§ **THE PROBLEM**
Look through the records below for the line with "Pick out every instance of the laundry" and the line with "Pick out every instance of the washer", then return those lines and all lines between, exactly.

§ **DATA PROVIDED**
-*-*-

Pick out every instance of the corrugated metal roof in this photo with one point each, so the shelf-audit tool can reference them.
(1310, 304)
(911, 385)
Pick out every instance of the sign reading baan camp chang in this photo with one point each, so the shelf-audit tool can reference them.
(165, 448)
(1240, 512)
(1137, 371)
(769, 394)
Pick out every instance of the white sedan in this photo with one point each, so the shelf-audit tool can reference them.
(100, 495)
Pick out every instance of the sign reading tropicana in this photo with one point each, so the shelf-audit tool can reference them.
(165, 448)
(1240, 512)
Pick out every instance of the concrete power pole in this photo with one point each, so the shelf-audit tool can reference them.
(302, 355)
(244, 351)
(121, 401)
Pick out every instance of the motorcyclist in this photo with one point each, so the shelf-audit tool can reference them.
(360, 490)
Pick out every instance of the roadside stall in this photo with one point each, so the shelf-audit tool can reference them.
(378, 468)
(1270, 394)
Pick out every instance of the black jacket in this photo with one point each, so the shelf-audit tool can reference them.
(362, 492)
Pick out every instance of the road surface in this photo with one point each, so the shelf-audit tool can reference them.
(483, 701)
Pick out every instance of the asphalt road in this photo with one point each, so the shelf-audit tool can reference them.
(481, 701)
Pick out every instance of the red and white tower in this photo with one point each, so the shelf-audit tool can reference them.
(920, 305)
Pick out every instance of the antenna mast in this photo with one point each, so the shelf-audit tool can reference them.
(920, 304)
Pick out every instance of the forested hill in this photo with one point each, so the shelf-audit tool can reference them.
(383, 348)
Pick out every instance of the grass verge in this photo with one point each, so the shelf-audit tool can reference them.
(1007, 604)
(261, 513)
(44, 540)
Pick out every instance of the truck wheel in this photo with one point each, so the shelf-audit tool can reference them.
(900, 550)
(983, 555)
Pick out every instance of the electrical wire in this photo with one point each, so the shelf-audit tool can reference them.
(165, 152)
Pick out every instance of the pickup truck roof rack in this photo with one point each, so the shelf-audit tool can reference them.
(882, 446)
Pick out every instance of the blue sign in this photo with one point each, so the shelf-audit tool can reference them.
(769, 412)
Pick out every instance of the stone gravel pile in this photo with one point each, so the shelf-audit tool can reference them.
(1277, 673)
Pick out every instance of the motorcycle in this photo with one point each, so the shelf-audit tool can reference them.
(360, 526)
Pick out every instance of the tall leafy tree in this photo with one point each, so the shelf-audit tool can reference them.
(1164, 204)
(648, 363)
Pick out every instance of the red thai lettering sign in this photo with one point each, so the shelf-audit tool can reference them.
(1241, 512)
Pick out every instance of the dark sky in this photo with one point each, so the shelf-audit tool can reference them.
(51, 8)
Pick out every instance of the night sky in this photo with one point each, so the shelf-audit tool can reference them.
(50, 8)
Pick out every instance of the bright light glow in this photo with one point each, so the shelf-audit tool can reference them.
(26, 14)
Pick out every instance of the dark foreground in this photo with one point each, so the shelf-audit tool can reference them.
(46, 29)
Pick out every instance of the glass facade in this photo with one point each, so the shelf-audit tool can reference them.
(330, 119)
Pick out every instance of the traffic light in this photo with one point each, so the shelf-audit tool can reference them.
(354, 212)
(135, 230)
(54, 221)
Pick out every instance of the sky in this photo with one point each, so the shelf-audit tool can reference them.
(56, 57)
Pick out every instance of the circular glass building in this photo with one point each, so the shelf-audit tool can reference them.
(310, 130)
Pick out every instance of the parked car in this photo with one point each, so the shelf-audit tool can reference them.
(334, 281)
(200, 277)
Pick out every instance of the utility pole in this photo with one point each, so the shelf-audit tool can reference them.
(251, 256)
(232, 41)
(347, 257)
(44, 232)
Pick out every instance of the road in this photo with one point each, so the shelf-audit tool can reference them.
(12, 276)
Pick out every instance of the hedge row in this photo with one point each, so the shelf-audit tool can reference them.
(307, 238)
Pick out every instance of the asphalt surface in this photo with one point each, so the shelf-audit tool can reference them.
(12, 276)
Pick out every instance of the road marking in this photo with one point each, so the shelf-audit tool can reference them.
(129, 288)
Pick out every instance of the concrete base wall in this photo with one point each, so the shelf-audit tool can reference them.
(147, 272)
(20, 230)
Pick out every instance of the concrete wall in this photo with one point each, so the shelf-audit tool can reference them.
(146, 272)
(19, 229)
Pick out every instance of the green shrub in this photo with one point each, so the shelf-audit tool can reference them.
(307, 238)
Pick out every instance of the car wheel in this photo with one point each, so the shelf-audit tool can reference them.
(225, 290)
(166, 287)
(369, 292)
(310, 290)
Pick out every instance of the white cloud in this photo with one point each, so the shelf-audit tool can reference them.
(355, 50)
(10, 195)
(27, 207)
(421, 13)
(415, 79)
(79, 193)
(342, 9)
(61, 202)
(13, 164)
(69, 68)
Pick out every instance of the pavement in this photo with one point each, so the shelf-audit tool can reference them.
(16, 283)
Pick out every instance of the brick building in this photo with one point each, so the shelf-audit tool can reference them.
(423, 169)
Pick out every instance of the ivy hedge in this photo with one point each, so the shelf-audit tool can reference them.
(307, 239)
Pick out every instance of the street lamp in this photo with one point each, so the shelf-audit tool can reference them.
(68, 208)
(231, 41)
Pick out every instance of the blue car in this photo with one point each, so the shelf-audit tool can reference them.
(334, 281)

-*-*-

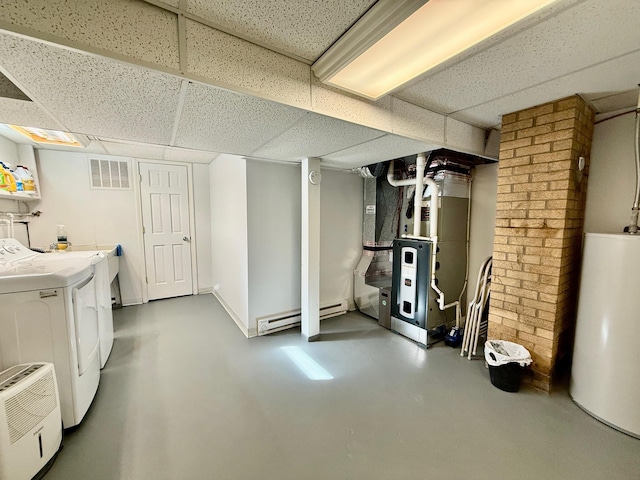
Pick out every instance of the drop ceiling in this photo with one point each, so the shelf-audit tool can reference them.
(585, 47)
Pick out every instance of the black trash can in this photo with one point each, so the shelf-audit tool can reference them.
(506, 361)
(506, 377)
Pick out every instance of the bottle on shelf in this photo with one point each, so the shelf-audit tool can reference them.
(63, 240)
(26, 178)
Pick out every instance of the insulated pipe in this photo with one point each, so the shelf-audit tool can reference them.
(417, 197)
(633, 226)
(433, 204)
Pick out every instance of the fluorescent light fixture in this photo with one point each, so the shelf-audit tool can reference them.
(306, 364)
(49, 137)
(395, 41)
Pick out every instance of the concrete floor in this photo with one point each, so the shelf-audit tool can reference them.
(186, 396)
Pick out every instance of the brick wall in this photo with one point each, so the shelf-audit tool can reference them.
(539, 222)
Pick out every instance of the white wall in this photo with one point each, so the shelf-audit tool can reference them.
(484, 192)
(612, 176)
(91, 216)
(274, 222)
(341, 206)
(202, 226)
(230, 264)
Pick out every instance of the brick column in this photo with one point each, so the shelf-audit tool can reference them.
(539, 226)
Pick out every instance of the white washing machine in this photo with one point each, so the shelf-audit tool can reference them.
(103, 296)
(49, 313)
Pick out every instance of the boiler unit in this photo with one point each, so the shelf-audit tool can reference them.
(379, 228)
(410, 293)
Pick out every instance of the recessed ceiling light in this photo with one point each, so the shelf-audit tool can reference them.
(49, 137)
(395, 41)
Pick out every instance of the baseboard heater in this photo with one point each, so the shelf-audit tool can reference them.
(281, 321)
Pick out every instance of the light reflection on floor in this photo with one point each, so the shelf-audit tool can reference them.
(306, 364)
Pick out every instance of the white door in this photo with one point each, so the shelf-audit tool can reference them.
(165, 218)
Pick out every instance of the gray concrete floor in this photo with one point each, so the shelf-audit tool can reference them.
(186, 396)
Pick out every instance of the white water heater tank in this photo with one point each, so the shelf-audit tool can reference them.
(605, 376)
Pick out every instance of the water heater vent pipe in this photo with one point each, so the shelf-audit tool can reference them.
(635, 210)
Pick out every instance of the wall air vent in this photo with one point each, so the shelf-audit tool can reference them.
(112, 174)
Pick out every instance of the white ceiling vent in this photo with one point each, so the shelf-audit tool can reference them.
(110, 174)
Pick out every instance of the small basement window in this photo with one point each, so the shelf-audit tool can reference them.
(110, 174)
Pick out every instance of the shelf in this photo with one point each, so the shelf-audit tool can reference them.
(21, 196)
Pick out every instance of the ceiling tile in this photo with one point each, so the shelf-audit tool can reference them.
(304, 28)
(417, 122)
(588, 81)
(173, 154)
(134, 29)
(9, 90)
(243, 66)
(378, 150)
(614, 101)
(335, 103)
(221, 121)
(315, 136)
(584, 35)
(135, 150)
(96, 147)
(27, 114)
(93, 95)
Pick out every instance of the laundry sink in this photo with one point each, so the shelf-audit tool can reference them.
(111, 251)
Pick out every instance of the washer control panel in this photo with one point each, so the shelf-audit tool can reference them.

-*-*-

§ **EXERCISE ANSWER**
Pick out every instance of the laundry sink in this photo with one point each, so the shelf-audit tool can reference them.
(111, 251)
Pick out every instance of the washer control panel in this photo with one point each, so the shelf-audit tool can reference them.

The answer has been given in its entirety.